● **Work required**: Scan the entries that follow for the word "below", then report every line in which it appears.

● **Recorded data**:
○ ○ ○ ○

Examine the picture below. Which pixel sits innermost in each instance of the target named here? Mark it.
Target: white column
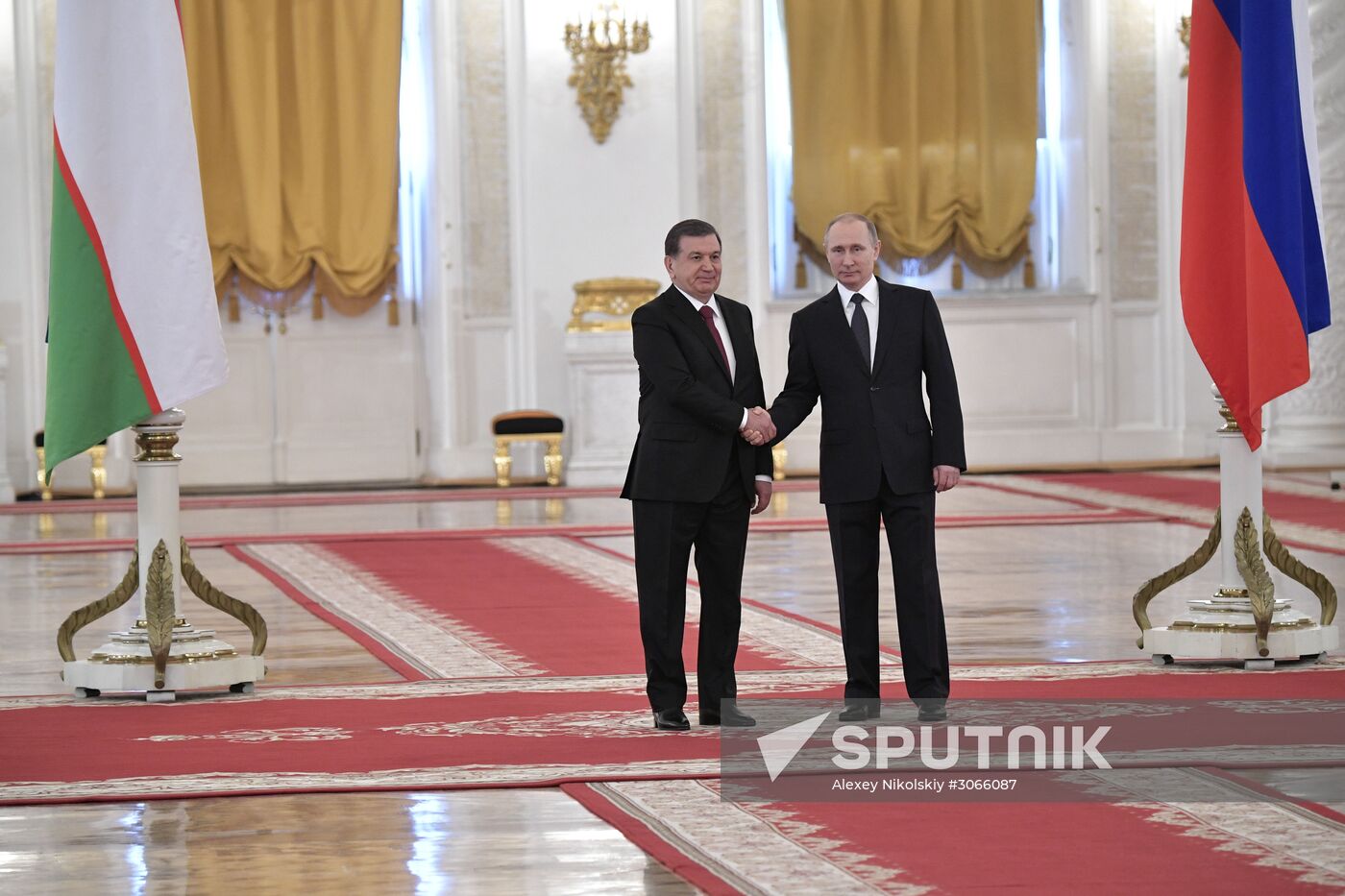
(157, 500)
(1239, 486)
(6, 483)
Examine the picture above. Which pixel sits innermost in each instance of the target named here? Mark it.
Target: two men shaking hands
(702, 465)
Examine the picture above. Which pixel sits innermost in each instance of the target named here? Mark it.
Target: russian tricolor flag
(1253, 272)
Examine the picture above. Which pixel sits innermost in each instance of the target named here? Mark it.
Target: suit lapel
(887, 323)
(693, 319)
(841, 327)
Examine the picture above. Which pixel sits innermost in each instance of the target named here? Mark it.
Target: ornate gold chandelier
(599, 49)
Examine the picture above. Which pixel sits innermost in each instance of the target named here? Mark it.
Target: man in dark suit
(863, 350)
(693, 480)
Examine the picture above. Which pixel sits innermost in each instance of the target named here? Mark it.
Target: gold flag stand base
(1243, 619)
(163, 654)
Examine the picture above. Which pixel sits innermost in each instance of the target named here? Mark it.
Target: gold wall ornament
(1184, 34)
(614, 299)
(599, 49)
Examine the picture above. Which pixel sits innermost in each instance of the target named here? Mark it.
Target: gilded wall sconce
(599, 49)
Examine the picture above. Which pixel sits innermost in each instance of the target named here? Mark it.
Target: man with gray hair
(863, 349)
(693, 482)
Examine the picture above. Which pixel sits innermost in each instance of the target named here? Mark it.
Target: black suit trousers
(666, 532)
(854, 549)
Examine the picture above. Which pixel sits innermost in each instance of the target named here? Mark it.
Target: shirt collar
(869, 291)
(696, 303)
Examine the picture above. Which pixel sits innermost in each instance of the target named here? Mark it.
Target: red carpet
(1032, 848)
(477, 732)
(537, 606)
(1325, 512)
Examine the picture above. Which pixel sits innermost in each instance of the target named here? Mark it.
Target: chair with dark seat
(527, 425)
(97, 472)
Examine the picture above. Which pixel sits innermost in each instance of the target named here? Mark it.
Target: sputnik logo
(780, 747)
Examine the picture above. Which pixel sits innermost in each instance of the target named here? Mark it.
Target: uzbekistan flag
(1253, 272)
(134, 325)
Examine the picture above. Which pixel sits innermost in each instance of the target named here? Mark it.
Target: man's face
(696, 268)
(851, 254)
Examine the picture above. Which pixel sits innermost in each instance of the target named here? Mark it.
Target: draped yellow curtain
(920, 114)
(296, 128)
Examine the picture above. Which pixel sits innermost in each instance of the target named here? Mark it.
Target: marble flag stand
(6, 483)
(1241, 619)
(163, 653)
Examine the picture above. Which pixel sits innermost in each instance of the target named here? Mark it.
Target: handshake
(759, 428)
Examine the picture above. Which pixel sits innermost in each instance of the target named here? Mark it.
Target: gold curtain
(920, 114)
(296, 128)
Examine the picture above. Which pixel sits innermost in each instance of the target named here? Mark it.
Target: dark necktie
(708, 315)
(860, 325)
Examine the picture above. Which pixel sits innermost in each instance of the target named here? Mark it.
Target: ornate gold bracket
(1139, 603)
(611, 298)
(97, 610)
(239, 610)
(1300, 572)
(1260, 590)
(160, 611)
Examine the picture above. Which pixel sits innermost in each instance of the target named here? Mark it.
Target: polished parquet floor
(1013, 593)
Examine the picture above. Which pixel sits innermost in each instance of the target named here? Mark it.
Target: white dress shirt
(719, 325)
(869, 294)
(728, 348)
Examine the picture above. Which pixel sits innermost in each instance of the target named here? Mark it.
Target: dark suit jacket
(689, 409)
(876, 423)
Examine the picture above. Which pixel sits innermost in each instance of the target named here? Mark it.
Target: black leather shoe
(672, 720)
(726, 715)
(861, 712)
(932, 709)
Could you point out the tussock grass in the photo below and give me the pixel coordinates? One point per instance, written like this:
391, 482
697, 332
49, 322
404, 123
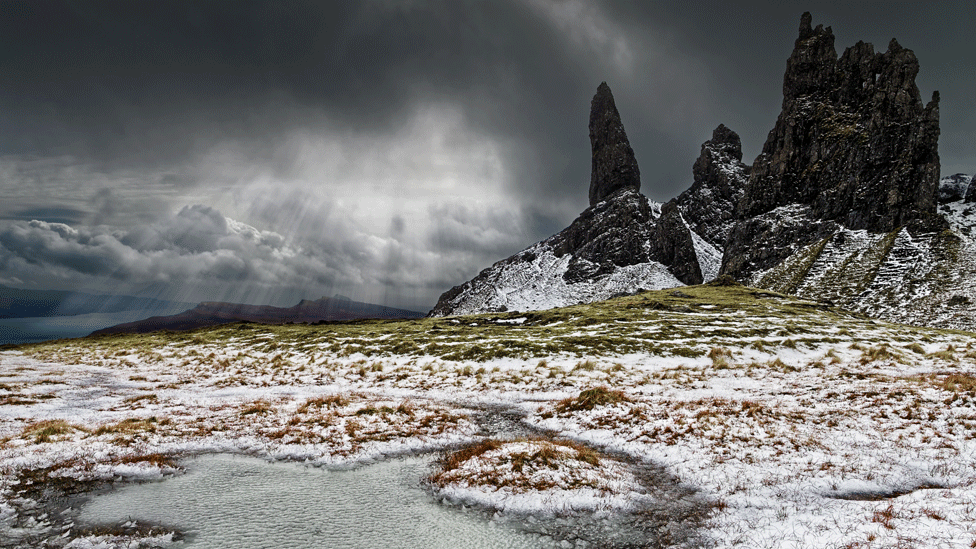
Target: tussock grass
328, 401
48, 430
517, 469
591, 398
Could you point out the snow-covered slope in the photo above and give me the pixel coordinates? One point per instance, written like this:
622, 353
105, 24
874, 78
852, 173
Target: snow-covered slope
606, 252
925, 278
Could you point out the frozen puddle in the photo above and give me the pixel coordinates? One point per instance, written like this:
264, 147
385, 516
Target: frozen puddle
240, 502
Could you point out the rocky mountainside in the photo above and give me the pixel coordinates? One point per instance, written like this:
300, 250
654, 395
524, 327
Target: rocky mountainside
620, 244
854, 147
843, 204
216, 313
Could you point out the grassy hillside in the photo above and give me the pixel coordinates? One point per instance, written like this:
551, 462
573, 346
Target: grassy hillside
785, 422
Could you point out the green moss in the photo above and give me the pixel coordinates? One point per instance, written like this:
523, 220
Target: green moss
789, 275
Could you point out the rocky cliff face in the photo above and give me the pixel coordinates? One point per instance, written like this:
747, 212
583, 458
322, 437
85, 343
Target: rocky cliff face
843, 204
720, 177
854, 145
620, 244
956, 187
614, 163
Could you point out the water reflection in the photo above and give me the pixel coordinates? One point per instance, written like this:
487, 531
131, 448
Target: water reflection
242, 502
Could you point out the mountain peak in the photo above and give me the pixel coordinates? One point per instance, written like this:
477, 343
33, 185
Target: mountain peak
614, 163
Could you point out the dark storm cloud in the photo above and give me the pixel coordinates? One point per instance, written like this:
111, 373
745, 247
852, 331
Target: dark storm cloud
51, 215
390, 144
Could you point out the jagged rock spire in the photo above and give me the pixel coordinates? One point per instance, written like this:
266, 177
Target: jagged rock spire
614, 164
854, 145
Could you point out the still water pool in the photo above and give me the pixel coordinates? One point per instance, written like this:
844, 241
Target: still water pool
244, 502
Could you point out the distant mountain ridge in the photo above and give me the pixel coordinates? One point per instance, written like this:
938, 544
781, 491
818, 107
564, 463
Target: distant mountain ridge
843, 204
23, 303
216, 313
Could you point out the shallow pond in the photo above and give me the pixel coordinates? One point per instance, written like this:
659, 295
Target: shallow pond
240, 502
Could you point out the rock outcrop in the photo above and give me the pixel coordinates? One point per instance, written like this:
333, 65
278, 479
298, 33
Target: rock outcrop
970, 191
620, 244
614, 163
854, 146
956, 187
720, 177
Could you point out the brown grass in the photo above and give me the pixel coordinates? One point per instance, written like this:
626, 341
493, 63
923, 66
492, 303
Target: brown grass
329, 401
455, 459
43, 431
591, 398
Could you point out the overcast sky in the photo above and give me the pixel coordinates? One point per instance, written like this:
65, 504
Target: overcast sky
387, 150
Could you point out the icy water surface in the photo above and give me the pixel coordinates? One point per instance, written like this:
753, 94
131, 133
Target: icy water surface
241, 502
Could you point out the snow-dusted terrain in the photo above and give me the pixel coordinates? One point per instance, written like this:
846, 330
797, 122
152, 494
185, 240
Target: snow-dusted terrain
793, 424
925, 278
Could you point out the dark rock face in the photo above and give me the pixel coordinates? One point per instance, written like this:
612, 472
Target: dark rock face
854, 143
611, 234
671, 244
954, 188
619, 244
614, 164
971, 191
708, 206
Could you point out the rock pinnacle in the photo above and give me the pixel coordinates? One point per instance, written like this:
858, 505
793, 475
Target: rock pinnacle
614, 164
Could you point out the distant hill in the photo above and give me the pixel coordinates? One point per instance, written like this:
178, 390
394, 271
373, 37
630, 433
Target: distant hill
216, 313
21, 303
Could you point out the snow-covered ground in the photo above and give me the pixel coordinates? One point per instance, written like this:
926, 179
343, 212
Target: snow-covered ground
801, 425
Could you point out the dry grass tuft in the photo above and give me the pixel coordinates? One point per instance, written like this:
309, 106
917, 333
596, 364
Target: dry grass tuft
591, 398
44, 431
455, 459
330, 401
257, 407
721, 357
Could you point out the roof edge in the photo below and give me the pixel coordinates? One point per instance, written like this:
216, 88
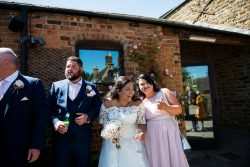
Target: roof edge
168, 13
115, 16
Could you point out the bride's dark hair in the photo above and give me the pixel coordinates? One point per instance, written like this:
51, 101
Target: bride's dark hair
120, 82
149, 80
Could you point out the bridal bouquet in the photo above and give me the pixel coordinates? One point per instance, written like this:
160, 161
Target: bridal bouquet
113, 131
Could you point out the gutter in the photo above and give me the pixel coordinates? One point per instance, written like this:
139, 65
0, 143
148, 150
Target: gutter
115, 16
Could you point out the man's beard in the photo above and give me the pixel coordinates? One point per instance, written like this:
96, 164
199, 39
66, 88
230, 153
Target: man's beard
73, 76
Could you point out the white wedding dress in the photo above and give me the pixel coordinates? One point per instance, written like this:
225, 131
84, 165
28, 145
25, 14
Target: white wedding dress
132, 152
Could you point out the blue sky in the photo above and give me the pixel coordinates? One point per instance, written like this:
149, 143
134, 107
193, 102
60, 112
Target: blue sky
148, 8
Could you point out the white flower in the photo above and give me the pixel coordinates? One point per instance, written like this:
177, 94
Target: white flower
18, 84
113, 131
90, 92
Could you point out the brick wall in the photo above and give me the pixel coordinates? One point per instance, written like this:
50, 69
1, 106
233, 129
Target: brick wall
62, 32
232, 70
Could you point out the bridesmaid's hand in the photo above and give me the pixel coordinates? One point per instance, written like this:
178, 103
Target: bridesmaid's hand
161, 105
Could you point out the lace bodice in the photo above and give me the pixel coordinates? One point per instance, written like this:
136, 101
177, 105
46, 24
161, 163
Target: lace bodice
129, 116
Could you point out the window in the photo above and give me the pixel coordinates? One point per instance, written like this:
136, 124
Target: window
102, 62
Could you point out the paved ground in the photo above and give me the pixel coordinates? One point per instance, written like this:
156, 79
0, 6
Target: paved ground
233, 151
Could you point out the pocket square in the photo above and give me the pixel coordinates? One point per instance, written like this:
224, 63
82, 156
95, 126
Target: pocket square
24, 98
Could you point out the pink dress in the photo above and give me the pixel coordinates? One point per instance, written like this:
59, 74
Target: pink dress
163, 142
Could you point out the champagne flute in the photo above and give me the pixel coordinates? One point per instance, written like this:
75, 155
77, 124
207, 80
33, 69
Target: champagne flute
138, 134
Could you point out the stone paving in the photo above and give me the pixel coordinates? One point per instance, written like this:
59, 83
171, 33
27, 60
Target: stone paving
233, 151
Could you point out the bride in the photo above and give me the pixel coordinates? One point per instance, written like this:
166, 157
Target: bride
119, 105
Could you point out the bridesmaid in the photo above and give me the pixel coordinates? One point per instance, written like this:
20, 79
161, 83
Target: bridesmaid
164, 147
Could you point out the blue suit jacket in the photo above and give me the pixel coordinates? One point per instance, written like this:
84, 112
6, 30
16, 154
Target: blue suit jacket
24, 124
90, 105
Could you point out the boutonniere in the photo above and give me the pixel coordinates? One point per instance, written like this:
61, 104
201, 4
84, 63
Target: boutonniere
18, 84
89, 91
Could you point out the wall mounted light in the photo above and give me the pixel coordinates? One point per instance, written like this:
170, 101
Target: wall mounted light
16, 23
202, 38
39, 41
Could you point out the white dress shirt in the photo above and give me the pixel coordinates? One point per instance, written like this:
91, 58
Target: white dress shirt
74, 89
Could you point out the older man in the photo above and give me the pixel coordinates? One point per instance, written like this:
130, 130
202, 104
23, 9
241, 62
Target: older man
23, 114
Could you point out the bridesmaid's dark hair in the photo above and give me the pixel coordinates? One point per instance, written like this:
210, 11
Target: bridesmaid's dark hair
120, 82
149, 80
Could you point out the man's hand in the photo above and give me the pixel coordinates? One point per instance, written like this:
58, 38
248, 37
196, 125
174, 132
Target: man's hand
33, 155
61, 127
81, 119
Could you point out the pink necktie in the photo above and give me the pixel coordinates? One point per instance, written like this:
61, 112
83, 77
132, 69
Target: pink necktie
2, 82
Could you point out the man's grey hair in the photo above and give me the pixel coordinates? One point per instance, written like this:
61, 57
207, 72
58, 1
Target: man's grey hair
9, 54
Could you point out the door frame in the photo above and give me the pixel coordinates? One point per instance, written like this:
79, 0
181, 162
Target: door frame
214, 142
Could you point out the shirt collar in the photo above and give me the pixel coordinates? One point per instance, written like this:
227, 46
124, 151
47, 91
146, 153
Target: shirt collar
12, 77
78, 83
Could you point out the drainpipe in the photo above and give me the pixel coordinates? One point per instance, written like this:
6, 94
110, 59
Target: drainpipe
24, 13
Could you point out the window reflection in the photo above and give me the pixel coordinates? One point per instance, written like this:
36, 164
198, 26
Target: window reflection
100, 67
197, 102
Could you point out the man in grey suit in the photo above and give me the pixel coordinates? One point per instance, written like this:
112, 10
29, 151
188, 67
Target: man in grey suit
23, 114
77, 101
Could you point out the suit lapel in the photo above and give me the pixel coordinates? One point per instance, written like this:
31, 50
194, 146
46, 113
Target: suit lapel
83, 103
65, 90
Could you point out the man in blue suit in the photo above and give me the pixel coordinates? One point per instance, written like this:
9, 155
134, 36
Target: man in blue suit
78, 101
23, 114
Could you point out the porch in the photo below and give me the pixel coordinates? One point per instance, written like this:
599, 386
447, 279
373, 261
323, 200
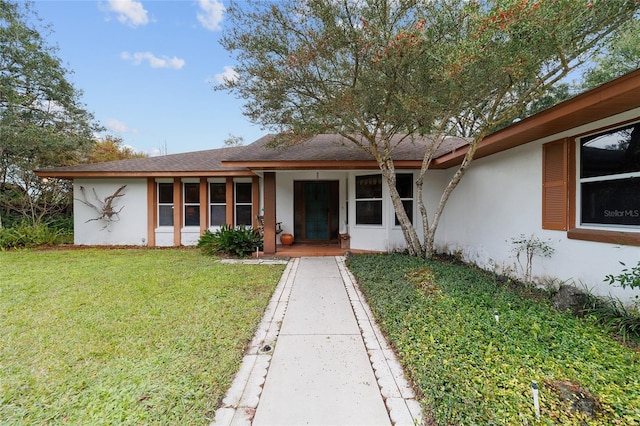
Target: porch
314, 250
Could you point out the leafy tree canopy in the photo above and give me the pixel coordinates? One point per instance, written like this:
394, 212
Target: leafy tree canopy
372, 69
111, 149
42, 121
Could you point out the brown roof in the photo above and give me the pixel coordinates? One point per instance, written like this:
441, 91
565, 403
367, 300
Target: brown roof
198, 163
615, 97
333, 151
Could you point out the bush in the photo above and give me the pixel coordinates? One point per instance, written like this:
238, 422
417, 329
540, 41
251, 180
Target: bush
472, 347
27, 235
239, 241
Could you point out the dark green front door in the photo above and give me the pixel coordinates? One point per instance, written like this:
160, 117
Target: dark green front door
316, 210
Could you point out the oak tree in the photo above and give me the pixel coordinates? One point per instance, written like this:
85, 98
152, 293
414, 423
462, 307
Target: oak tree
42, 121
373, 70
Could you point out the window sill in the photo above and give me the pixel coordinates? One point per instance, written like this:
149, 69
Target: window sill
611, 237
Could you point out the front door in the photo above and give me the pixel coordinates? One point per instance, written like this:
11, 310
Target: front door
316, 211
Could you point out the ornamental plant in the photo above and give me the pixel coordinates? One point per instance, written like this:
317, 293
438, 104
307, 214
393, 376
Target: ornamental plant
238, 241
381, 73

○ ○ ○ ○

● **Answer box**:
Examine the picture below. Which pixel sits innermost in each instance of the target named here? Mark it.
Could you point out the tussock grass in the photo below and give me the pixel coordinates? One point per instance, written like this:
Could you point out the roof edge in the photo below and give me the pixel coordinates? One point per instance, written like this:
Could you point out the porch in the photo below and give me the pixel coordinates? One point per instance, written like this:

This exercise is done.